▶ [Excerpted passage]:

# The Brain And Photography



## Sabaki (Oct 13, 2015)

Hi everybody 

So here's one of those questions that I'm finding difficulty in wording but I need insights, experiences and whatever else to get to the next level in my photography.

So where am I right now in my photography? Well, I'm quite capable of taking images that are sharp, well exposed and with consideration for the *basic* compositional rules. I'm fairly good at using my kit too and mostly understand how to use filters, set my camera up for various genres like bif, macro & landscapes. I'm comfy with extension tubes and each day I'm understand my TS-E a bit better.

So I'm trying to understand what makes a good photograph, a great photograph and as the title of this post alludes to, I'm trying to figure out just how much the subconscious part of the brain factors into a wow photograph.

Here's what I believe are pleasing photographic compositional elements:
* Simplified compositions
* Leading lines 
* Room to move into
* Line of sight
* Threes (colours/shapes/objects)
* Patterns (natural or artificial)
* Images with unappealing or distracting colours are candidates for black and white conversions

So I have some theory, what I'm trying to learn is how to take that theory into practice. But am I barking up the wrong tree here, is my approach to my photography to measured, to theoretical? 
Which other approach should I consider to broach my hump?

Really, really keen on some insight please.

Thanks everyone


----------



## LukasS (Oct 13, 2015)

Hello Sabaki,

that's one tough question, in my opinion your photographs have to reflect your sense of the topic you are photographing in your own, unique way. Constraining yourself to above set of rules will only hold you back (IMHO).

For me first thing in photography is emotion and further are composition, technique, etc. But I photograph more people than landscape so there is that .


----------



## StudentOfLight (Oct 13, 2015)

Technical aspects are important but I feel creativity, story-telling and emotion is even more important.


----------



## geonix (Oct 13, 2015)

Hello Sabaki

I am in a similar situation than you. What is a good photo to me has changed in the last year/months since I have developed my technical skills. When I started with photography, and my main focus is wildlife photography, I was up to achieve high quality picutures of birds and animals, I wanted as sharp and detailed pictures as I see in magazines, websites etc. 
One major drive for me is my interest and love for animals as such. So to me a sharp, detailed picture of a kingfisher is an interesting thing. But not as much as it was. 
"your/my own unique view" is an often heared phrase in photography. But how unique is it really when you produce the same pictures than so many others? The common kingfisher is a good example. Not long ago this beautiful and shy bird was a challenge to photograph. Both technically and "field-skill"-wise. But through technical evolution and commercial offers (like rentable bird hides etc.) it has become less a challenge and if you look to the respective wildlife forums you find dozens of kingfisher portaits uploaded each week. 

That does not diminish the beauty and fascinating nature of that bird, but of the photos of it.

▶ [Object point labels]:
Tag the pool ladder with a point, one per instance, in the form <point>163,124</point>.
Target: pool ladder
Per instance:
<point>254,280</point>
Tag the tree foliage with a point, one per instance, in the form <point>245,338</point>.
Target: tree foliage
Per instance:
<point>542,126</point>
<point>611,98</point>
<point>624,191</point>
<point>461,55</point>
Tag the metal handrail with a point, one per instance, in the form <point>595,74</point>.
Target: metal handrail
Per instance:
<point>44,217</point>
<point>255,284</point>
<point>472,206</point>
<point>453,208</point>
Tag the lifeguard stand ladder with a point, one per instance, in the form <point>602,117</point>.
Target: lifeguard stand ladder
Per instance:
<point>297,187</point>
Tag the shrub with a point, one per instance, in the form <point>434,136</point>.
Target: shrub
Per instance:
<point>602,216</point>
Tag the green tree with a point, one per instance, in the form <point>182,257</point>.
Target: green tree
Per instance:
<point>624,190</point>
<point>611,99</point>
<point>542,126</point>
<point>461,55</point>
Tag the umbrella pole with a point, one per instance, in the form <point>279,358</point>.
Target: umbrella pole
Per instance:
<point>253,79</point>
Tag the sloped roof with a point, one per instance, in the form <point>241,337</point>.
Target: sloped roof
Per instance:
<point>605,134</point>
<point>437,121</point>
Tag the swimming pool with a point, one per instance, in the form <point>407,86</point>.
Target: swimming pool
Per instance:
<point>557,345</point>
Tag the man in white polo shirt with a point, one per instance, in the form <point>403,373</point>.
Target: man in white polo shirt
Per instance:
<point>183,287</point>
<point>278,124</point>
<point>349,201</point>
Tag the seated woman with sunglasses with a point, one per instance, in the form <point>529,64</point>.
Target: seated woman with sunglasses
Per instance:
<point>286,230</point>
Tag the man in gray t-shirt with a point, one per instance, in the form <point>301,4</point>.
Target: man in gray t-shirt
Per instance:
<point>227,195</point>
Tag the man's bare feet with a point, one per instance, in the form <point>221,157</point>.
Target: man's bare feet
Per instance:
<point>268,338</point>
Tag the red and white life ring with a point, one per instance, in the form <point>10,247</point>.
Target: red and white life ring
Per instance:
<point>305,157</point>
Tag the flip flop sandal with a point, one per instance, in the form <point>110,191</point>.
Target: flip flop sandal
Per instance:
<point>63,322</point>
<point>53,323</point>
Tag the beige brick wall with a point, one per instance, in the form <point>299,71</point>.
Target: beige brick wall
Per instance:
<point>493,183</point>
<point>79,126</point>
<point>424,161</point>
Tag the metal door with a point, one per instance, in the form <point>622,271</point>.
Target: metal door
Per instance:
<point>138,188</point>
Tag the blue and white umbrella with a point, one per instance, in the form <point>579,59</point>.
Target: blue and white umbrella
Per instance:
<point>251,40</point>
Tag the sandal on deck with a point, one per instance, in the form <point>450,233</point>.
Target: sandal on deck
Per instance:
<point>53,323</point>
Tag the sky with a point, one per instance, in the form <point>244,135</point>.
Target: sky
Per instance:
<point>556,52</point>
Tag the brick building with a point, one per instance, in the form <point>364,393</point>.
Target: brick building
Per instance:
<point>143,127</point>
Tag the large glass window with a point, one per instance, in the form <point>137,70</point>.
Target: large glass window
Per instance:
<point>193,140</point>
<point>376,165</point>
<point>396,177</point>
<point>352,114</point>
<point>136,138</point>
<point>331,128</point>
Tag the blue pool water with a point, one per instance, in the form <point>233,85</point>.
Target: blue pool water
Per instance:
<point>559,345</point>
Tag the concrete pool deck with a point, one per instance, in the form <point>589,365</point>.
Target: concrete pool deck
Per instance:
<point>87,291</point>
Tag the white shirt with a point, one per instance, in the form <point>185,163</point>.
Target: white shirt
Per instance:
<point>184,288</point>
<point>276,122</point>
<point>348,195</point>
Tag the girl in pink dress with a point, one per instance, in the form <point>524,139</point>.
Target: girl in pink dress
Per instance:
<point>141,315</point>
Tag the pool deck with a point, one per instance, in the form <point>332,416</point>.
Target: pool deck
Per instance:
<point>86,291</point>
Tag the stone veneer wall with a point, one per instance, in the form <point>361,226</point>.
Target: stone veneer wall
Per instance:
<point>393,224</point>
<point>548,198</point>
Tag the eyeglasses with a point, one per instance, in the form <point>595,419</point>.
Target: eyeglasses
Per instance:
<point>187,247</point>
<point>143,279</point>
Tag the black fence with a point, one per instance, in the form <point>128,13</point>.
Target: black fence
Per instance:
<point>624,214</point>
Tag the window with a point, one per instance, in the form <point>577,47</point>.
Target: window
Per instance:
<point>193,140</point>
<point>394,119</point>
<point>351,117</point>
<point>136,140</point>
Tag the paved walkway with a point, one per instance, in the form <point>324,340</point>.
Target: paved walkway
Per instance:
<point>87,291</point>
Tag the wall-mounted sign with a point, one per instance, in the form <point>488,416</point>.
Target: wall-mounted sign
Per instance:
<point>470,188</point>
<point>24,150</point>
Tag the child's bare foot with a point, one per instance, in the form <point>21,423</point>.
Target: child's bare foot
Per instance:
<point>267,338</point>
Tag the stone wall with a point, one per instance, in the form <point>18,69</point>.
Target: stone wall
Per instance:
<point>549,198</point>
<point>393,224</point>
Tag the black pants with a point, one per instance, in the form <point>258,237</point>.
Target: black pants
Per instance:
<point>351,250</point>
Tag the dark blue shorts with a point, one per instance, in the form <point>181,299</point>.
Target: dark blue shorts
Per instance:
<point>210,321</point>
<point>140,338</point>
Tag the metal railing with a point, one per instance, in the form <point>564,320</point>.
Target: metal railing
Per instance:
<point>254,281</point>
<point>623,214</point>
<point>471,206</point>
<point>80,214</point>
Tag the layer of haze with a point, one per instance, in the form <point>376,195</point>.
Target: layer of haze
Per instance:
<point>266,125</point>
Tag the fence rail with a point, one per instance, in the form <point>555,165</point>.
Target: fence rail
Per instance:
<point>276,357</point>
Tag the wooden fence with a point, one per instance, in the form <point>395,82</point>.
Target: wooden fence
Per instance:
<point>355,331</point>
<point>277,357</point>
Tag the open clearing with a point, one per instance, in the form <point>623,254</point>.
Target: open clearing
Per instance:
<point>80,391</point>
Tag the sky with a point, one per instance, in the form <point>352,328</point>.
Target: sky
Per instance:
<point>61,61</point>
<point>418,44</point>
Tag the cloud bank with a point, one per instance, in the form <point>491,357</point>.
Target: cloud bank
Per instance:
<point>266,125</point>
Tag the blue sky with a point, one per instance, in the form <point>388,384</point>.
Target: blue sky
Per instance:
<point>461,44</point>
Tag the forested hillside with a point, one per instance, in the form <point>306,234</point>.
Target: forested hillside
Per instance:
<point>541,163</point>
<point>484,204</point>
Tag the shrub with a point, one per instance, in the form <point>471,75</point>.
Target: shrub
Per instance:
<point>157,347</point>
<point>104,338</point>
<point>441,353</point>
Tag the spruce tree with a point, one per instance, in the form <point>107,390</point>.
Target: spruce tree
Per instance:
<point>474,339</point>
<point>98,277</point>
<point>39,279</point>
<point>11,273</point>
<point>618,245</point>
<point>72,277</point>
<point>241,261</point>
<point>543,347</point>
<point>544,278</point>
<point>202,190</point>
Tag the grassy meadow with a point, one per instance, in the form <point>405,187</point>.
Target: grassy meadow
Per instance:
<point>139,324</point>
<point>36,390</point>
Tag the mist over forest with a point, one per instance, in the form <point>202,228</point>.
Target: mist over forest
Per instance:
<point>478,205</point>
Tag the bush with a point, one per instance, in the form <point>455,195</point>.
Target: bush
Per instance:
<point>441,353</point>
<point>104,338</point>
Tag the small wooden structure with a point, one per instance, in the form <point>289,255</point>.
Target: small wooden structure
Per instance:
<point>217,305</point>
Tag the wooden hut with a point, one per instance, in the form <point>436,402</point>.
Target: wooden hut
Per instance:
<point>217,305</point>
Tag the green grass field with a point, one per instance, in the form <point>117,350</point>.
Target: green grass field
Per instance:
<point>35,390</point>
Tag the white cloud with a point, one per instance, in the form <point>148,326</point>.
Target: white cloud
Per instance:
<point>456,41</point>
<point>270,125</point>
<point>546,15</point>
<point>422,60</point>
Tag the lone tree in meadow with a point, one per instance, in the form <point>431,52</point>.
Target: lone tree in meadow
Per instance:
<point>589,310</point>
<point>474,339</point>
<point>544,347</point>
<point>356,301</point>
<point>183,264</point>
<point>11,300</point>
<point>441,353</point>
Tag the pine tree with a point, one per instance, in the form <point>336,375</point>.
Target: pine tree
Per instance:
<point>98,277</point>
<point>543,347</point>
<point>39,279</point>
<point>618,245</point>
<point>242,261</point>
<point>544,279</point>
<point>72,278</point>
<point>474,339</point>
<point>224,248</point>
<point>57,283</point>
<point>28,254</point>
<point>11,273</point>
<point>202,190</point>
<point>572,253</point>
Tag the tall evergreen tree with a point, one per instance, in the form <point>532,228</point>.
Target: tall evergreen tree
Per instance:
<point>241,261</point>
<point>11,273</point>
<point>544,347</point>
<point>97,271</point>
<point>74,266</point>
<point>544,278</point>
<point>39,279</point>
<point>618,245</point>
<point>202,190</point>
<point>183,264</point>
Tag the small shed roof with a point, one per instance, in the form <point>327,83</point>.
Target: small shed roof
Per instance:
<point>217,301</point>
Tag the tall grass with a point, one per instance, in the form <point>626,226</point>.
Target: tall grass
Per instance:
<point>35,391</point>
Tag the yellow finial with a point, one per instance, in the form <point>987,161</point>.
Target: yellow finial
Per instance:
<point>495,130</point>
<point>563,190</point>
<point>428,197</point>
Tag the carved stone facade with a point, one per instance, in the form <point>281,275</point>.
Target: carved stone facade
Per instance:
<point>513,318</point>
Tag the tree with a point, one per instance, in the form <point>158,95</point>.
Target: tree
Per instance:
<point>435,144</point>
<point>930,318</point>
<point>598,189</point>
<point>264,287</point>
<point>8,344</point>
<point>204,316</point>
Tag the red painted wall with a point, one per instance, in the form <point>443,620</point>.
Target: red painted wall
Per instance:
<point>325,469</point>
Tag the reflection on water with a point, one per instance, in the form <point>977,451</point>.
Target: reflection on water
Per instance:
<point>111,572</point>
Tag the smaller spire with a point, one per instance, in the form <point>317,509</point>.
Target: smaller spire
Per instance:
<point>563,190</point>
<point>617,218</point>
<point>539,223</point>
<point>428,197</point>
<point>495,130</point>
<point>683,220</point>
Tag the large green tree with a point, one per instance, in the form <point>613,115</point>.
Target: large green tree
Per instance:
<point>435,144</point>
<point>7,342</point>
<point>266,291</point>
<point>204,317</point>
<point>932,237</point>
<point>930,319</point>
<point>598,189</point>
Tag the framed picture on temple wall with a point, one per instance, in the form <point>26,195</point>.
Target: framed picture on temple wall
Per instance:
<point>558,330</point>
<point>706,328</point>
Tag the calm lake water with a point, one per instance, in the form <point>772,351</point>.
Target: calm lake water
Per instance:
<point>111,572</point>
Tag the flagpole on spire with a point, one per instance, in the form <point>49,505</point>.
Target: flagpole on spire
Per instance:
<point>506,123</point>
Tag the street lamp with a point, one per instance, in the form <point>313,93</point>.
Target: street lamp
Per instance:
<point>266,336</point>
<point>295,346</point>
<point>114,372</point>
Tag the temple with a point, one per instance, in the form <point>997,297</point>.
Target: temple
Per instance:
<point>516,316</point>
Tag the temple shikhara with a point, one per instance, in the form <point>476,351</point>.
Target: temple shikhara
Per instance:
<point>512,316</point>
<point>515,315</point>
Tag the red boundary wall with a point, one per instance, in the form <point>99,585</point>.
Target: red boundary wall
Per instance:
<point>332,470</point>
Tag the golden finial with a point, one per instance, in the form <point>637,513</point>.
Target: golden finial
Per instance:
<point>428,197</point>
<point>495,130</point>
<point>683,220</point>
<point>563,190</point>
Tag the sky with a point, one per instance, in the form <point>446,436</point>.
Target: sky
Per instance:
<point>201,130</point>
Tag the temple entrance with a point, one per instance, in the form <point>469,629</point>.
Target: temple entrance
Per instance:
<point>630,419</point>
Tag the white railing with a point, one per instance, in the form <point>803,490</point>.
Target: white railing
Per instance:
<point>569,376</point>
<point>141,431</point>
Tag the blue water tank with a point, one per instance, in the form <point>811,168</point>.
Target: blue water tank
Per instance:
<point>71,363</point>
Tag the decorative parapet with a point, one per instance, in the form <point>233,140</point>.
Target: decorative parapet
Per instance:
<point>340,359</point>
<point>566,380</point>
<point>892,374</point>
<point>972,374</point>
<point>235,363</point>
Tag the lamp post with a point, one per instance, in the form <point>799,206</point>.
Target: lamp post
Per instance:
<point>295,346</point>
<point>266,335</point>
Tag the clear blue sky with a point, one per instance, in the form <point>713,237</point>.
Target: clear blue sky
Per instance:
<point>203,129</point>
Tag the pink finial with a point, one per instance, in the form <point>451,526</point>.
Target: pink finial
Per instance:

▶ [Required tasks]:
A. In the forum thread on the brain and photography, what does LukasS name as the first thing in photography for him?
B. Continue the forum thread on the brain and photography, starting after its last sentence.
These rows were taken from a different source than the forum thread.

▶ [Task-by-task answers]:
A. Emotion.

B.
So to cut it short, I try to improve and develop my photography by getting more and more picky of what I take pictures of and I do upload much less photos to the internet than half a year ago. I try to think more about photos, what message they could have or what emotions people could connect to it. Future will tell if I succeeded in make more original photos or not. Whats sure is that it takes much more time to make unique, original photos.


----------



## Hillsilly (Oct 13, 2015)

An alternative approach

1. Work out what you are really passionate / interested in. Is it BIF? Macro? Nature macro? Still life macro? Landscapes? Sea scapes? Sea scapes using long exposures? 

Whatever it is, choose a genre that you'd like to become known as being one of the best at.

(Oh - and this isn't a lifelong commitment. Everyone's interests change over time. Just chose something that you'd like to focus on over the next six months and might be able to dedicate a few hours each fortnight to become better at photographing.)

2. Do as much research and reading to understand that genre as well as anyone. Become a armchair expert in that area. Be able to identify the types of images that other aficionados regard as being good. Why do those images work?

3. Try to copy the style of some of the better photos you find. This way, you'll learn the challenges that other photographers have had to overcome. Why did they chose that type of composition, lighting, time of day etc?

4. Go home and carefully study your photos. What worked well? What didn't? Considering and using your list of pleasing compositional elements, think about how you could make an even better image. What can you do that surpasses the field? Go back out there and create something new and original.

In summary:

- Find a subject that you like to photograph
- Learn how others have approached the subject
- Become as good as the others
- Become better than the other


----------



## Sabaki (Oct 13, 2015)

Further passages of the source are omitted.